## EXTRACT PROVIDED
## Start

I have just read that the motherboard BIOS on your system is not very good and does not give many options. Furthermore the VRM is not great and nor is the cooling so that maybe why you are having issues. In fact most likely. Sadly Dell/Alienware tend to have custom motherboards and if you have a 120mm AIO cooling your CPU, that too is going to limit the overclock.

In the BIOS load optimised defaults and set XMP.
Download and run Hardware Info and Cinebench R23. Use Hardware Info for baseline temps and max boost speeds. Find out what idle temps are and then what max temps are when running Cinebench R23 multi-core test. Also find out what max boost clock is.

Then go back into BIOS and set:

  1. Set OC - Level 2 in bios
  2. Set XMP 1
Also ALWAYS make sure XMP is set and Resizable Bar enabled. Do not use the Overclocking software in Windows. Overclock from the BIOS.

More info on this thread:
https://www.dell.com/community/Alie...verclocked-crashing-while-gaming/td-p/7856810
 
i have tried all the bios settings and even normal settings but nothing works and it can not be overthroteling because i have 70 degrees celcius at max and when i try to stres test my cpu speed drops i tried to overclock it to 5ghz what can i do?
Alienware cases are some of the worst from a thermal design standpoint. Poor/overheated VRMs, CPU/GPU cooling, and motherboard options will be your limiting factor.

I suggest you run some CPU intensive tasks, at stock speed, while monitoring your CPU frequency, before you do ANY type of overclocking. Your system is most likely ALREADY downclocking due to voltage instability or temps.

## End

## DIRECTIVE A
Rewrite the overclocking advice between "In the BIOS" and "boost clock is.", inclusive, putting "a CPU benchmark" in place of "Cinebench R23".
## DIRECTIVE B
Decide whether each statement agrees with the overclocking advice, and answer yes or no with the deciding words quoted: (i) the advice says to overclock with software in Windows; (ii) the person attempting the overclock reports a maximum of 70 degrees Celsius; (iii) the last reply recommends running CPU intensive tasks at stock speed before any overclocking.

## Dataset rows on where objects appear
## Start

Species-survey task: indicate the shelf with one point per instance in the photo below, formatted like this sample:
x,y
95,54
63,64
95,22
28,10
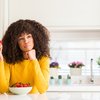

## End

## RIGHT ANSWER A
In the BIOS load optimised defaults and set XMP.
Download and run Hardware Info and a CPU benchmark. Use Hardware Info for baseline temps and max boost speeds. Find out what idle temps are and then what max temps are when running a CPU benchmark multi-core test. Also find out what max boost clock is.

## RIGHT ANSWER B
(i) No: "Do not use the Overclocking software in Windows. Overclock from the BIOS."
(ii) Yes: "i have 70 degrees celcius at max"
(iii) Yes: "I suggest you run some CPU intensive tasks, at stock speed, while monitoring your CPU frequency, before you do ANY type of overclocking."